Short problem: Return each line of the rows below that contains the string "cloud". Matching is case-sensitive.

Saved data entries
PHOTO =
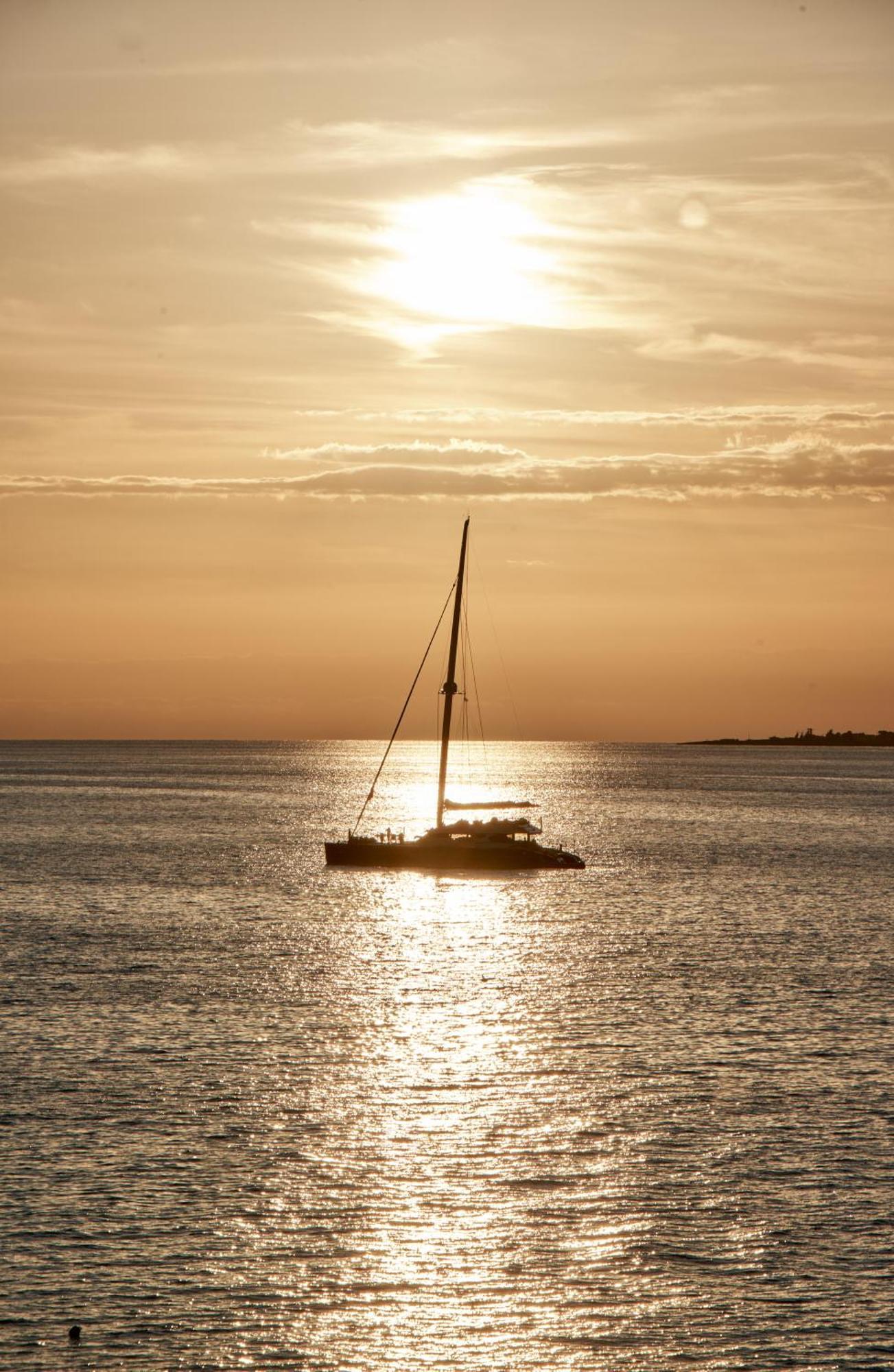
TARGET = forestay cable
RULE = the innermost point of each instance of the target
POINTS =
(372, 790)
--
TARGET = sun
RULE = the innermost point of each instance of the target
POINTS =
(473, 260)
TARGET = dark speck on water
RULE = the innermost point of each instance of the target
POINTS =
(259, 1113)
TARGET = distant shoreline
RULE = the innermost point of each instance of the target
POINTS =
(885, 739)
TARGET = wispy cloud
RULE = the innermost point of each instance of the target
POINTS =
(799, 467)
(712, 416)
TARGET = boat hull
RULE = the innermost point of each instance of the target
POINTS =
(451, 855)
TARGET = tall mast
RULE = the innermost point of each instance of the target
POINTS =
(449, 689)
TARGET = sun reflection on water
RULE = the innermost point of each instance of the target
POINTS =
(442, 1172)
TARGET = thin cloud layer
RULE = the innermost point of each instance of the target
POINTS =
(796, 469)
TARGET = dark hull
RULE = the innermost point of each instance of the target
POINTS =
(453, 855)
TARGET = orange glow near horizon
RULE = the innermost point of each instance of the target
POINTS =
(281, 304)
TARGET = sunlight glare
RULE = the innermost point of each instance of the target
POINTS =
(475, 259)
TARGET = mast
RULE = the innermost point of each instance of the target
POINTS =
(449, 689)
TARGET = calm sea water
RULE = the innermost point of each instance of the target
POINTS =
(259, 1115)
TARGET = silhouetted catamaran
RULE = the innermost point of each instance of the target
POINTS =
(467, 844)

Complete output:
TARGET = wispy cloud
TARGET = thin cloud layer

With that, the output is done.